• **EXERCISE DESCRIPTION**
Put the records below into a Markdown table, starting at the line that contains "Pressing-analysis tagging request: spot the pink" and running through the end of the records. Use the columns Row and Line, give each line its own numbered row, and leave out blank lines.

• **DATA SECTION**

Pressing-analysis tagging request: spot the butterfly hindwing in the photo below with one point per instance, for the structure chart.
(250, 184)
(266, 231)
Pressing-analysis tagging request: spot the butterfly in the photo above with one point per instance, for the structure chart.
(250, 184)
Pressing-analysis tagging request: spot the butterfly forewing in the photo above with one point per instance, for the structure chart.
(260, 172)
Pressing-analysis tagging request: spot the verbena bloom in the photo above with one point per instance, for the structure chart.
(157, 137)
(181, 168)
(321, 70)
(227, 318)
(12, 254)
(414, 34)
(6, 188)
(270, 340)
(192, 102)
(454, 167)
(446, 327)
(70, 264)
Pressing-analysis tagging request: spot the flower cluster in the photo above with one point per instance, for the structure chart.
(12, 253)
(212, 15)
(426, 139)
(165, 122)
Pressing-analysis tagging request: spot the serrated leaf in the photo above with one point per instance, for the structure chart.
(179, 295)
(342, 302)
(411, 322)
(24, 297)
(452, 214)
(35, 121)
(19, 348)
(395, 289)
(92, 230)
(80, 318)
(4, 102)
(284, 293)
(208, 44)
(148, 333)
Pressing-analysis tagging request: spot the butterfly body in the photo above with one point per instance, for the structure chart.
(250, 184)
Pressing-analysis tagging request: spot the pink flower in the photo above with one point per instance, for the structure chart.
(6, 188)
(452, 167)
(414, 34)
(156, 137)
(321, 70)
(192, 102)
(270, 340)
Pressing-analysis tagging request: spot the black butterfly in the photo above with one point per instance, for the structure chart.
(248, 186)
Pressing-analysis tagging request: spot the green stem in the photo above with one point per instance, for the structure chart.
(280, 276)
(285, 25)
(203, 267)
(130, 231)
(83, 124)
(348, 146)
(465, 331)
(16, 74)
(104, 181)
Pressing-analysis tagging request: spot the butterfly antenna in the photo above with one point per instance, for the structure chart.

• **RESULT FOR THIS TASK**
| Row | Line |
|---|---|
| 1 | Pressing-analysis tagging request: spot the pink flower in the photo above with one point per instance, for the structure chart. |
| 2 | (6, 188) |
| 3 | (452, 167) |
| 4 | (414, 34) |
| 5 | (156, 137) |
| 6 | (321, 70) |
| 7 | (192, 102) |
| 8 | (270, 340) |
| 9 | Pressing-analysis tagging request: spot the black butterfly in the photo above with one point per instance, for the structure chart. |
| 10 | (248, 186) |
| 11 | Pressing-analysis tagging request: spot the green stem in the photo above with one point per instance, for the structure chart. |
| 12 | (280, 276) |
| 13 | (285, 25) |
| 14 | (203, 267) |
| 15 | (130, 231) |
| 16 | (83, 124) |
| 17 | (348, 146) |
| 18 | (465, 331) |
| 19 | (16, 74) |
| 20 | (104, 181) |
| 21 | Pressing-analysis tagging request: spot the butterfly antenna in the photo above with one point per instance, for the structure chart. |